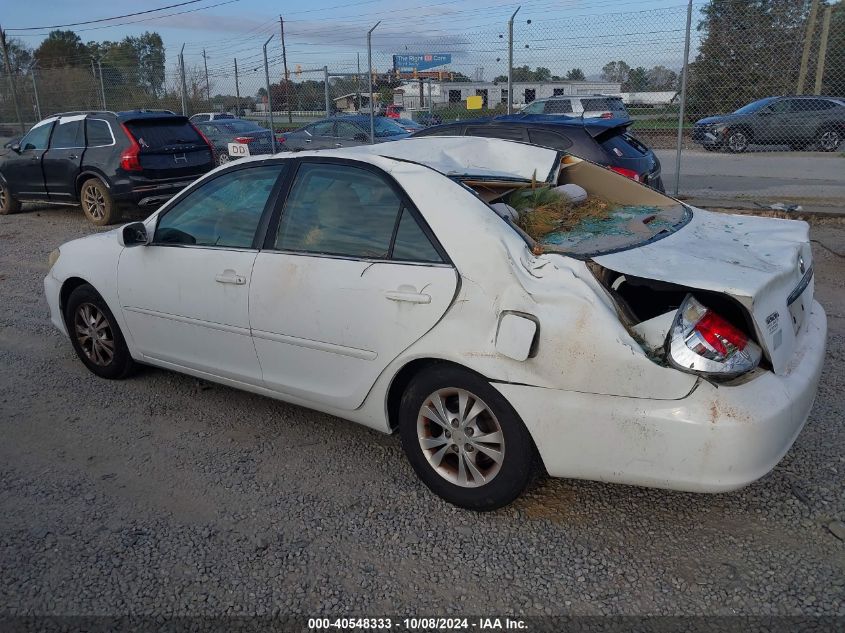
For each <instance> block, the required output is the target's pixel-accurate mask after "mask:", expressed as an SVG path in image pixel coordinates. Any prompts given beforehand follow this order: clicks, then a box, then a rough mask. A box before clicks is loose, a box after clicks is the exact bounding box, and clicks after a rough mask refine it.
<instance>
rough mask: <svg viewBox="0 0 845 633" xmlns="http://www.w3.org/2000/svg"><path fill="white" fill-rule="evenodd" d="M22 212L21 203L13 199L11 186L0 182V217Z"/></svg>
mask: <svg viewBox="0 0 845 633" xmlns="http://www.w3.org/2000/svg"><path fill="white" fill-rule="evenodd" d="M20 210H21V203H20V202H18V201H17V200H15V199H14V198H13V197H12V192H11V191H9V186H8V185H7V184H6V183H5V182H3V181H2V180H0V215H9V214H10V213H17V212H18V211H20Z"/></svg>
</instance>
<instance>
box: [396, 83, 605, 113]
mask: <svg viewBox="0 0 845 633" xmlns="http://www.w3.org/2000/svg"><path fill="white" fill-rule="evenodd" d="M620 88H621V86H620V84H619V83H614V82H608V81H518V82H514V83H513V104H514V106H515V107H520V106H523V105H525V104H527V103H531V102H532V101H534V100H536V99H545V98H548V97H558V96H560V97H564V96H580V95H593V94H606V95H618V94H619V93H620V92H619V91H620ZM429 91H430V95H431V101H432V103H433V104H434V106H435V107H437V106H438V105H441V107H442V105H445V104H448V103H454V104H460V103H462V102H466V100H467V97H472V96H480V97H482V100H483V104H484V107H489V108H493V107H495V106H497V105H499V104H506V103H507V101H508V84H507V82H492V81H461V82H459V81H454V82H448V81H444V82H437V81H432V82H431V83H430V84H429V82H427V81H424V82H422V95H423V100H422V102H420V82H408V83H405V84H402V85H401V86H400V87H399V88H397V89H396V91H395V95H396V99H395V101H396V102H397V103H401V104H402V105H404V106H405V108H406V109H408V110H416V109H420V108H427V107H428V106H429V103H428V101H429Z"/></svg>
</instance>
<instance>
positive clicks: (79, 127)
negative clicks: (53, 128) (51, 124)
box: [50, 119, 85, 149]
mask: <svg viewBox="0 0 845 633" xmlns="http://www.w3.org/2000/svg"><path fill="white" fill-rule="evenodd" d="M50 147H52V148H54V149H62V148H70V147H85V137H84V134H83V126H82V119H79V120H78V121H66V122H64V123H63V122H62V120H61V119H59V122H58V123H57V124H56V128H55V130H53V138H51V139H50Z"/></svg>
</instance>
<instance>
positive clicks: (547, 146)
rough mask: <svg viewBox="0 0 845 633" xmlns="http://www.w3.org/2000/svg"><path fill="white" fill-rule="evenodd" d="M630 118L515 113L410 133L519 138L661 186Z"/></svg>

--

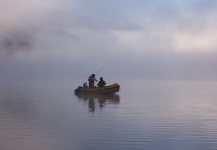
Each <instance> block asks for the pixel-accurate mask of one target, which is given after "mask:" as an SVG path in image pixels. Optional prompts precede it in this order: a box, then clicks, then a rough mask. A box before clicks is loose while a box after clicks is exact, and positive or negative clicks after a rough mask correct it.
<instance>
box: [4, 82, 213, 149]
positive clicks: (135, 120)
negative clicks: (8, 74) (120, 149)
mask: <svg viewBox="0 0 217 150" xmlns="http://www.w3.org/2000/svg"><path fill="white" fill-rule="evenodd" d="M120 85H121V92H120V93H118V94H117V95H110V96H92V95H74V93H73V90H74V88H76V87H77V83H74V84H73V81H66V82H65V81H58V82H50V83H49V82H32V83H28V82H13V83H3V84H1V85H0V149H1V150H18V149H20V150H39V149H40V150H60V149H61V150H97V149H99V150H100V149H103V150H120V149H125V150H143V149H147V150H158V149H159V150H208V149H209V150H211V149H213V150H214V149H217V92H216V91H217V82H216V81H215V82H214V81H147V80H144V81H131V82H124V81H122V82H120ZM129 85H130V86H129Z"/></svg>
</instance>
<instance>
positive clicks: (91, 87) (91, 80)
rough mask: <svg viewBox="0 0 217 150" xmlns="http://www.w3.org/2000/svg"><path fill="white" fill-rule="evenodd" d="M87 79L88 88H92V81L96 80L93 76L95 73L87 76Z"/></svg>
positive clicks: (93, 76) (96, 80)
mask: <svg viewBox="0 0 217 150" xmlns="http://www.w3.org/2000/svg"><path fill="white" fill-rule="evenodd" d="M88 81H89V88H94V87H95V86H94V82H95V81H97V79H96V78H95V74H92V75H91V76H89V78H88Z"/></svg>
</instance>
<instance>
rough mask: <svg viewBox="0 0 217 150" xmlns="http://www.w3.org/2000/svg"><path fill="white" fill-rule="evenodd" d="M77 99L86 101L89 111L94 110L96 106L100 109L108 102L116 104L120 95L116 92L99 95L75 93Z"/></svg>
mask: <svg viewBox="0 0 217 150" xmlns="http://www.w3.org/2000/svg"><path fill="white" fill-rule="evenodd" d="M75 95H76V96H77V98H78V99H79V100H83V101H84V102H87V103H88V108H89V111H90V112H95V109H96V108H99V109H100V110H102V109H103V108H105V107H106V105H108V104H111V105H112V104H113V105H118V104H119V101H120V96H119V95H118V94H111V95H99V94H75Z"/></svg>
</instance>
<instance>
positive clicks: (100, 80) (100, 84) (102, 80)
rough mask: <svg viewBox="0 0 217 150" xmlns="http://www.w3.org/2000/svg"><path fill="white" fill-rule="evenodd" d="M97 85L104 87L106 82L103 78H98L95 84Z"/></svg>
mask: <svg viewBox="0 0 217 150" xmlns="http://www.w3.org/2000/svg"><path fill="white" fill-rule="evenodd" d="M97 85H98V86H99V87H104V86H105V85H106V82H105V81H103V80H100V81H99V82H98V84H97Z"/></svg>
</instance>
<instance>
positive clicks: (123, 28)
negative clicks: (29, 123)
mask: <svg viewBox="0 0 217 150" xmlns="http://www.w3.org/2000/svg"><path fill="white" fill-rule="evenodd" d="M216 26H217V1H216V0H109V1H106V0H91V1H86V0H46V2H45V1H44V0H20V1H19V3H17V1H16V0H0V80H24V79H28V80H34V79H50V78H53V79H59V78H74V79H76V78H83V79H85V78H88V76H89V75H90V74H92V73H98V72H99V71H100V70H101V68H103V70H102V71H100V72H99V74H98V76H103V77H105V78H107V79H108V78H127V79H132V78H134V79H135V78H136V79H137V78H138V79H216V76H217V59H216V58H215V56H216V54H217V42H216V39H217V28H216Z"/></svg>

==

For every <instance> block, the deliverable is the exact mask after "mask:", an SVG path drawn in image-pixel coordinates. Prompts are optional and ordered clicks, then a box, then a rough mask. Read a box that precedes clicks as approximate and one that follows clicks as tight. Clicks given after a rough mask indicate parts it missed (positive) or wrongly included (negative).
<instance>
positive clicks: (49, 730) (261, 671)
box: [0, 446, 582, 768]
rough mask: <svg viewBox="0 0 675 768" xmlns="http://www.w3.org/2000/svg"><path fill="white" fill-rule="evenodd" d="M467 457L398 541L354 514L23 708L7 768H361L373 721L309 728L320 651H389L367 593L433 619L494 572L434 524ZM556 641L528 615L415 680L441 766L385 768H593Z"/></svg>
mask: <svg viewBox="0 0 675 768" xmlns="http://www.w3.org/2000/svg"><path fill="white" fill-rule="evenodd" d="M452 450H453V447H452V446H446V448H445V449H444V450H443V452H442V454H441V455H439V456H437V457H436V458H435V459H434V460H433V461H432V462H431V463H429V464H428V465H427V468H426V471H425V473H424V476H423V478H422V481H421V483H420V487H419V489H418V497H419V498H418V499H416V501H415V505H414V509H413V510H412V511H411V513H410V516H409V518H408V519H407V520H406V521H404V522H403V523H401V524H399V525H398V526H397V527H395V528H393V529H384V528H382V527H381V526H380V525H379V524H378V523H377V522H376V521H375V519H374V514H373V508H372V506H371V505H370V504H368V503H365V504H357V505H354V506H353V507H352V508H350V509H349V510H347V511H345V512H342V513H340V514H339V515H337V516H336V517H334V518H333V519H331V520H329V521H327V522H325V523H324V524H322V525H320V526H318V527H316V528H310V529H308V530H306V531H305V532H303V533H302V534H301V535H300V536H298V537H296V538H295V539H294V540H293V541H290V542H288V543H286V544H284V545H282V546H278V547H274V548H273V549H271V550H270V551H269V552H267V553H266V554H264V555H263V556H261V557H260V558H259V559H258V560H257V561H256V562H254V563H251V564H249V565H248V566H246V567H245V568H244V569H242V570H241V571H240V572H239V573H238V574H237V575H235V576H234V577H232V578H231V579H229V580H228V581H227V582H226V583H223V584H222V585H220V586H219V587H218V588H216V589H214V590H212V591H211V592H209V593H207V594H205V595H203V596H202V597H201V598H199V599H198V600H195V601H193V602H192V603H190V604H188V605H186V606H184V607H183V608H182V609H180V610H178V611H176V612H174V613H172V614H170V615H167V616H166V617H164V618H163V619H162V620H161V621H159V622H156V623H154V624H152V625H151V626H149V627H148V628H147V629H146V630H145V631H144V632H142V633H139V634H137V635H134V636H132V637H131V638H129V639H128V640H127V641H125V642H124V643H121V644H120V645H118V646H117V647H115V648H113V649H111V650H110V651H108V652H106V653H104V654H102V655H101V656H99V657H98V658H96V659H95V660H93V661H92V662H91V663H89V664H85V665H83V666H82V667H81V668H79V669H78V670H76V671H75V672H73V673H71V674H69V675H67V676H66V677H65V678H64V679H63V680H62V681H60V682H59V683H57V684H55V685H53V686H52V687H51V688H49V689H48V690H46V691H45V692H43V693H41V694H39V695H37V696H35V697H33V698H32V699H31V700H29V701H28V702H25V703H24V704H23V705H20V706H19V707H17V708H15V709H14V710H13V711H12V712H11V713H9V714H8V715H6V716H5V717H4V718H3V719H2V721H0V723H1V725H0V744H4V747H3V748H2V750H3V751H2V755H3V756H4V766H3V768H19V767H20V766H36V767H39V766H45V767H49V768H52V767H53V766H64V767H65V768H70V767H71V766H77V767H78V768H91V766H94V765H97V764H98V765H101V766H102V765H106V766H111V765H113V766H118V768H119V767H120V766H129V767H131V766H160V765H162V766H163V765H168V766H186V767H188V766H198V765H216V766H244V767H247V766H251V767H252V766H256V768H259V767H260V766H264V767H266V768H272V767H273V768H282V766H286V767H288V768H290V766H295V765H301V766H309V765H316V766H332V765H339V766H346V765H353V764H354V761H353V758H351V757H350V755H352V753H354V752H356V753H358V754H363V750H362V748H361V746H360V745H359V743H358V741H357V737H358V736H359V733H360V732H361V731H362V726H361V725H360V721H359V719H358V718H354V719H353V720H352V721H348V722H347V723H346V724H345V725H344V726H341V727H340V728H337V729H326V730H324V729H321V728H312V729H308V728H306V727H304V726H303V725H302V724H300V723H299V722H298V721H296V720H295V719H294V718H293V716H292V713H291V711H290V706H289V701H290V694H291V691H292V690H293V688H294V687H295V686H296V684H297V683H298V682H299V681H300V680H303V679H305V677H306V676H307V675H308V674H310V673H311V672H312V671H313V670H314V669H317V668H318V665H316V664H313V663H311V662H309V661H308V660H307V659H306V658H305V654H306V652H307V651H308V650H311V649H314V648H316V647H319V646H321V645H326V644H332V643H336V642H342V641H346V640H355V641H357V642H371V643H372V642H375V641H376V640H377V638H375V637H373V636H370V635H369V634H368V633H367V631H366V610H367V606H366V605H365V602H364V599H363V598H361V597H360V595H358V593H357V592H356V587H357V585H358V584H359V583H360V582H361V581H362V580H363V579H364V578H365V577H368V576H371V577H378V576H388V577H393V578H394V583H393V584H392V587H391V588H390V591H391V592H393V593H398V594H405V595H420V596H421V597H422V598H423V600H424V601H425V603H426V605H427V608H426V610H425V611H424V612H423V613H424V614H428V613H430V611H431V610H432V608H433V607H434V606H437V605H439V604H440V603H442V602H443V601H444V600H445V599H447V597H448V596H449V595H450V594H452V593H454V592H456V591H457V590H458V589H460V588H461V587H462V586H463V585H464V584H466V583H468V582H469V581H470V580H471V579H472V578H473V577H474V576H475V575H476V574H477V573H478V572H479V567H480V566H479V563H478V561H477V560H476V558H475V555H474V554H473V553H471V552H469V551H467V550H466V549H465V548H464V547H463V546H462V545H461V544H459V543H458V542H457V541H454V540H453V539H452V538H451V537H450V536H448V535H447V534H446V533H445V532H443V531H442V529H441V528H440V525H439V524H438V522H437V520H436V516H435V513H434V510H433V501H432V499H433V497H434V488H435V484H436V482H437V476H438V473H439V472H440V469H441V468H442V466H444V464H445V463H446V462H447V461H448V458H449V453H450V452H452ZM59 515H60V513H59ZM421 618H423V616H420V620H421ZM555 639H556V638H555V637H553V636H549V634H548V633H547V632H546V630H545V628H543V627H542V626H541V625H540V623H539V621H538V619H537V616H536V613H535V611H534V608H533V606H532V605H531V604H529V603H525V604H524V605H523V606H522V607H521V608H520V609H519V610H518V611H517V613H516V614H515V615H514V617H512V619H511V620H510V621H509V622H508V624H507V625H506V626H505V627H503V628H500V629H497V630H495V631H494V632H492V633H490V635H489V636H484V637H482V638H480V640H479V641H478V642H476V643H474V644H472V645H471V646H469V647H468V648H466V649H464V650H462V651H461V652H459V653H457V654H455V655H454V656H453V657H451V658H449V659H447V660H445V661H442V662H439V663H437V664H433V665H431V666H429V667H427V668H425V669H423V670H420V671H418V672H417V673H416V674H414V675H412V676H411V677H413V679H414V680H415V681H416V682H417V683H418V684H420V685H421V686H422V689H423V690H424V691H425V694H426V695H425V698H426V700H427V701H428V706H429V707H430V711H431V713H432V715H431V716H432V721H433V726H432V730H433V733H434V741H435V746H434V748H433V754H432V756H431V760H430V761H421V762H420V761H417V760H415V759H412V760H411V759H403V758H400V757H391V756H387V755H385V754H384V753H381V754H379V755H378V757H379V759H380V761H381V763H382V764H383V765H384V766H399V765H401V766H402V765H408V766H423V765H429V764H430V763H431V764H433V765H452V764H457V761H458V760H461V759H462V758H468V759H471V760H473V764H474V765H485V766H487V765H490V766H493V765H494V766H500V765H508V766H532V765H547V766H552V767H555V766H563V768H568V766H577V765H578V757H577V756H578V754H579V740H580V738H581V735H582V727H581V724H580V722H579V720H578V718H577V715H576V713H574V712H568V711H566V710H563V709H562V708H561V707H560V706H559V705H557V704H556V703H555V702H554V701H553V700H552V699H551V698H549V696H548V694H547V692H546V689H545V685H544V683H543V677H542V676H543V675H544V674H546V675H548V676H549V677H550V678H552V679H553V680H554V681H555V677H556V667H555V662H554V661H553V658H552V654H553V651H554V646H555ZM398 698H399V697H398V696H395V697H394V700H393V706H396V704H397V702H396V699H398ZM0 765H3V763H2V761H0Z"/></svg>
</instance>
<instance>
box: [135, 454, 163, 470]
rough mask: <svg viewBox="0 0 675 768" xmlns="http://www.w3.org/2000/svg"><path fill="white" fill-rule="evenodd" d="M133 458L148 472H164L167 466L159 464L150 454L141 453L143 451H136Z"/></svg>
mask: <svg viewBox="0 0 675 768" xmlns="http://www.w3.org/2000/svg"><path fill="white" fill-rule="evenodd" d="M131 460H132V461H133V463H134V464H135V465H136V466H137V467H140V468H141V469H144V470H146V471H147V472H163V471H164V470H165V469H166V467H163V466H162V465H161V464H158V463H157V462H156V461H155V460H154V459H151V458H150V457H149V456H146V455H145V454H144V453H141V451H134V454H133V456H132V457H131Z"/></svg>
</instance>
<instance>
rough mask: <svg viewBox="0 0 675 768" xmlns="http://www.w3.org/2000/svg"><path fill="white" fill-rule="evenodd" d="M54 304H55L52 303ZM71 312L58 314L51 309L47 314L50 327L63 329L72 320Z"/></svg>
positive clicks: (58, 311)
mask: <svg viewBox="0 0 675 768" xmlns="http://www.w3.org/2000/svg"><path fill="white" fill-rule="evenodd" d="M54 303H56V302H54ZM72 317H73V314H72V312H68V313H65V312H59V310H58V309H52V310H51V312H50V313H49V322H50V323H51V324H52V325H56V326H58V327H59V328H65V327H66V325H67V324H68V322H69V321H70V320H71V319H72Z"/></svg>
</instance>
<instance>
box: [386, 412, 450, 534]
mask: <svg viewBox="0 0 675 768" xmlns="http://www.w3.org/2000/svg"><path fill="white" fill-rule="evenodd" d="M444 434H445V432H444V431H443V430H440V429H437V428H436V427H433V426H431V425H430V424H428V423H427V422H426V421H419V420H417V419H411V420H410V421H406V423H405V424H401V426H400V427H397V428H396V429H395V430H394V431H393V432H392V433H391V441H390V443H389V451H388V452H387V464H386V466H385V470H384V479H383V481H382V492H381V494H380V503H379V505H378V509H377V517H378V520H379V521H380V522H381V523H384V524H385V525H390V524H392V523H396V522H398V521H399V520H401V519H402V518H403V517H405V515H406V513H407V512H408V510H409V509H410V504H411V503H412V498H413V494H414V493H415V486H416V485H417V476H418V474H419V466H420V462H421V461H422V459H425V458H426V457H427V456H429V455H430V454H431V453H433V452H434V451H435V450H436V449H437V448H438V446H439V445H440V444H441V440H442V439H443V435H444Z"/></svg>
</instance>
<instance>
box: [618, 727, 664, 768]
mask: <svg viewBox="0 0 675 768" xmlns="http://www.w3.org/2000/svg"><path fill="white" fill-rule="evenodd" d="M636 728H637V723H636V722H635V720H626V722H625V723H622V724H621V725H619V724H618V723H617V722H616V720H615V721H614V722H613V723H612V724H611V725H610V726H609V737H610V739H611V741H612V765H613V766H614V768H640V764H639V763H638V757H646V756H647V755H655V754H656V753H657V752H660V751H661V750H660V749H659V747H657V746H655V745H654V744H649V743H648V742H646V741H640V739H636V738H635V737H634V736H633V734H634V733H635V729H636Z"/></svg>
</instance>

[Task statement]: Rewrite the lines that begin at the one containing "For each <instance>" and stop after the one containing "212L21 203L13 199L11", renaming "rough mask" to "coarse mask" and leaving everything else unchanged.

[Reply to the task]:
For each <instance> block, the required output is the target's pixel-accurate mask after "mask:", expressed as an SVG path in image pixel coordinates. Any prompts given beforehand follow this order: clicks, then a box, then a coarse mask. A box before clicks is loose, a box after clicks is the exact bounding box, and clicks after a coarse mask refine it.
<instance>
coarse mask: <svg viewBox="0 0 845 633" xmlns="http://www.w3.org/2000/svg"><path fill="white" fill-rule="evenodd" d="M22 212L21 203L13 199L11 186L0 182V217Z"/></svg>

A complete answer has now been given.